** Goal of the exercise **
Rewrite each of the rows below with "Drop a dot" replaced by "Place a dot" and nothing else changed, leaving the pictures out of your answer.

** Data lines **
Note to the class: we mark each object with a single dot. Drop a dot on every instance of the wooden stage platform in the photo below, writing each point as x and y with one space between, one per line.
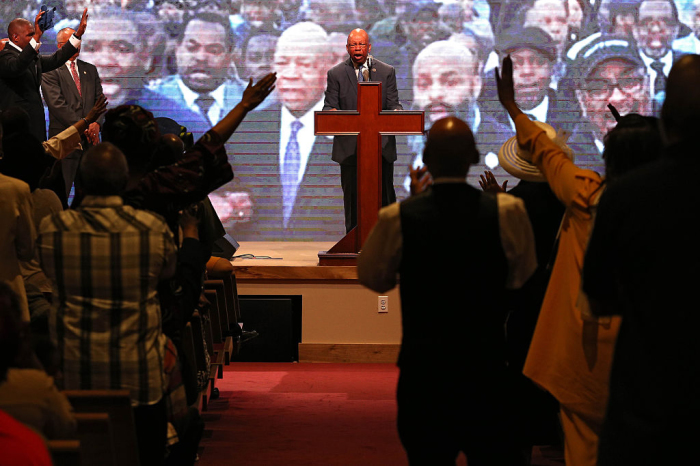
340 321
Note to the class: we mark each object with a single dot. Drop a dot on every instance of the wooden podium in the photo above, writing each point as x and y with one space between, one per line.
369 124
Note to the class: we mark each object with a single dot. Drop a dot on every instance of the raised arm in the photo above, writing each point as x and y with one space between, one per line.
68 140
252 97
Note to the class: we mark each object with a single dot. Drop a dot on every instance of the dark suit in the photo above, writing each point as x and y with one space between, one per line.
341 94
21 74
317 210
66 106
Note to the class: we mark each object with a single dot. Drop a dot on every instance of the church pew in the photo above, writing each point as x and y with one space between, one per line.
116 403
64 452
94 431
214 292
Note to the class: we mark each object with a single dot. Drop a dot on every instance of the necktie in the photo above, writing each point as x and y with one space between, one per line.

** Answer to the exercise **
Note to the class: we mark each object with a single dot. Place a dot on every instance of the wooden stage platform in the photo below, writing each point as x and y with one space between, one per line.
340 321
Note to the class: we mark each object with a single dot. Place a dot on every instance of the wooden podium in the photo above, writing each point as x and y with one space between, one per line.
369 124
Note to the class: we mark each object with a single dot. Place a dot on every instance of the raised arm in the photo above, writing each point as x and y with one space between, one per line.
68 140
252 97
Note to the class: we mark each object with a single dot. Place a dot on every instance of the dark suit in the photo above, writing each point as x and y with one space between, one per line.
341 94
21 74
317 210
66 106
Note to the class: we mark each object with a single dot. Place a dot on every instance of the church pew in the photo above, writing each point as x and y with one space between, one per line.
116 403
64 452
94 431
214 292
Note to the class: we mark each object with a single dot. Place a dot on every instance of the necktie in the photo above, writing each point as x and y with one space between, one per line.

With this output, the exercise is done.